◆ WHAT THIS TASK INVOLVES ◆
Reproduce every record below, character by character.

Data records
..........

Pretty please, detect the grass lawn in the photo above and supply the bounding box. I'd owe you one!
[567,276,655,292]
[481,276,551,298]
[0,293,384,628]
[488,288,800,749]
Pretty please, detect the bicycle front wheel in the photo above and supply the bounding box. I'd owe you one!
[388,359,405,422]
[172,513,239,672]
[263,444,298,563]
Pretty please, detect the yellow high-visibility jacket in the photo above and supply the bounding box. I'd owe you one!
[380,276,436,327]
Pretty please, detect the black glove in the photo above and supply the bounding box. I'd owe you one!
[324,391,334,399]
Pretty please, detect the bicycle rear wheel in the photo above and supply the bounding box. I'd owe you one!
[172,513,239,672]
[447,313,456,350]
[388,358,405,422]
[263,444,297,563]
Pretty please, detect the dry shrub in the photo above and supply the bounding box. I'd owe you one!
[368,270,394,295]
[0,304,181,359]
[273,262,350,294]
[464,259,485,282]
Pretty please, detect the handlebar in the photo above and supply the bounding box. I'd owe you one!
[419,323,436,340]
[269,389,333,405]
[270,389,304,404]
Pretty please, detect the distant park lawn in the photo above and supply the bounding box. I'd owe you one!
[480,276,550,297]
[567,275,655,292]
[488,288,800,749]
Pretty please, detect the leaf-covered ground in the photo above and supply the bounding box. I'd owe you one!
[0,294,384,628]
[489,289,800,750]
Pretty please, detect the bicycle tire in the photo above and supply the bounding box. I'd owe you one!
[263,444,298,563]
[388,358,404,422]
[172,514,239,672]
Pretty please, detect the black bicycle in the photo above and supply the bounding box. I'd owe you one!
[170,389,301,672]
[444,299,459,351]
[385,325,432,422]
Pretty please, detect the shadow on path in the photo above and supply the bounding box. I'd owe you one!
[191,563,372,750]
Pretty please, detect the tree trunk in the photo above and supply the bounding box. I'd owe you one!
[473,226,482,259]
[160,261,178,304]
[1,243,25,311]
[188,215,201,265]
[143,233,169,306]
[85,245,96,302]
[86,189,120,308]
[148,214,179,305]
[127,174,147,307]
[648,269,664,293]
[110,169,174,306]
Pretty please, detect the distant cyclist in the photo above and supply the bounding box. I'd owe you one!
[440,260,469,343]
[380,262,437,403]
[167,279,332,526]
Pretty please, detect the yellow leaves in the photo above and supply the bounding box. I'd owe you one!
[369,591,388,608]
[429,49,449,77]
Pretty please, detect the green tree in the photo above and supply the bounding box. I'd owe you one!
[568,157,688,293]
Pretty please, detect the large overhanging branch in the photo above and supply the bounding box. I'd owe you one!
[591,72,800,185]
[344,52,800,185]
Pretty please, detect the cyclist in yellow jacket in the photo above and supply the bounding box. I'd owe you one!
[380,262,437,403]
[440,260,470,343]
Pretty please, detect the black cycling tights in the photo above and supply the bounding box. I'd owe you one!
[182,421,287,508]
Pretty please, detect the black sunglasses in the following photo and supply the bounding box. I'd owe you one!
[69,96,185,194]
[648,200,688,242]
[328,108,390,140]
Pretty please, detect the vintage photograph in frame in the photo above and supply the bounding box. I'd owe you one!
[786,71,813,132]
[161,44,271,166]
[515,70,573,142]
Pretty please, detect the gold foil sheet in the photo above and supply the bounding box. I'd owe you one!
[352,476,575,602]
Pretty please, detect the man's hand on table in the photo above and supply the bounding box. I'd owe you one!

..........

◆ SOLUTION TO THE PROBLEM ◆
Pretty please, detect the grass lawn in the photo above and supply the bounding box. I'd owe you one!
[567,276,655,292]
[481,276,551,298]
[0,293,384,628]
[488,288,800,749]
Pretty please, detect the bicycle front wheel in the photo above and supply the bounding box. I'd owe you one!
[388,359,405,422]
[172,513,239,672]
[263,444,298,563]
Pretty please, detect the yellow high-visibility jacket in the photo above and supply the bounding box. I'd owe you one!
[380,276,436,327]
Pretty please, detect the black glove in the photo above and supply the bounding box. I'd owe you one!
[324,391,334,399]
Pretty please, detect the bicycle rear wheel in the photo above and supply the bounding box. I'd owe you one!
[172,513,239,672]
[447,313,456,350]
[388,358,405,422]
[263,444,297,563]
Pretty please, detect the dry shrub in the photo above and supply the bounding box. I'd owe you one!
[368,270,394,295]
[0,304,181,359]
[273,262,350,294]
[464,259,485,282]
Pretty please, detect the handlebar in the photo above and supply the bounding box. I'd owe you one!
[419,323,436,340]
[269,389,333,405]
[270,389,304,404]
Pretty please, detect the distant park lawn in the photo above and supply the bounding box. I'd owe you one!
[480,276,550,297]
[567,275,655,292]
[488,288,800,749]
Pretty please, detect the leaf-covered ground in the photo above and supply the bounding box. I'd owe you one!
[0,294,384,628]
[489,289,800,750]
Pretty please, detect the bicycle tire in the photo above and supply the bounding box. I'd owe you one!
[263,444,298,563]
[388,358,404,422]
[172,514,239,672]
Pretty please, detect the black bicycle in the photo above and supply the bounding box. I'd owe you one!
[170,389,301,672]
[444,299,459,351]
[385,325,432,422]
Pretty please, detect the shadow on path in the photo above and supply the bounding box. I'd owe you one!
[191,563,372,750]
Pretty please, detect the tree trunk in the photo above and supply the bounding box. I'd owe you one!
[473,226,482,259]
[160,261,178,304]
[1,243,25,311]
[188,215,201,265]
[143,233,169,306]
[85,245,96,302]
[86,189,120,308]
[148,214,179,305]
[127,174,147,307]
[648,269,664,293]
[110,169,174,306]
Pretty please, detect the distant cyclist in the photo above and supply the bounding box. I'd owe you one!
[440,260,469,343]
[380,262,437,403]
[167,279,332,526]
Pretty please, detect the yellow leaves in the photo above and supply the bounding box. I'd owe you one!
[369,591,388,608]
[429,49,449,77]
Pretty please, detect the green tree in the photo above and supply the bounding box. I'd owe you one!
[568,157,688,293]
Pretty please, detect the large overhanging branch in the photo above and supply the bounding box. I'd owe you one!
[591,72,800,185]
[344,52,800,185]
Pretty please, detect the cyclist in yellow jacket in the photo above and supply the bounding box. I'd owe you one!
[380,262,437,403]
[440,260,470,343]
Pretty please, detect the black cycling tights in the photo above and supply the bounding box. I'd owe you one!
[182,421,287,508]
Pretty please, detect the black sunglasses in the following photo and supply the bounding box. I'd owe you one!
[69,96,185,194]
[648,200,688,242]
[328,108,390,140]
Pretty please, detect the vintage photograph in frame in the photo above and supply the bounding box. I'd owe you one!
[786,71,813,132]
[161,44,271,166]
[515,70,573,142]
Pretty please, detect the gold foil sheet in the photo above and supply the bounding box. I'd owe you one!
[352,476,575,602]
Pretty please, detect the man's hand on table in the photo above and supply the bounding box. I'd owe you one!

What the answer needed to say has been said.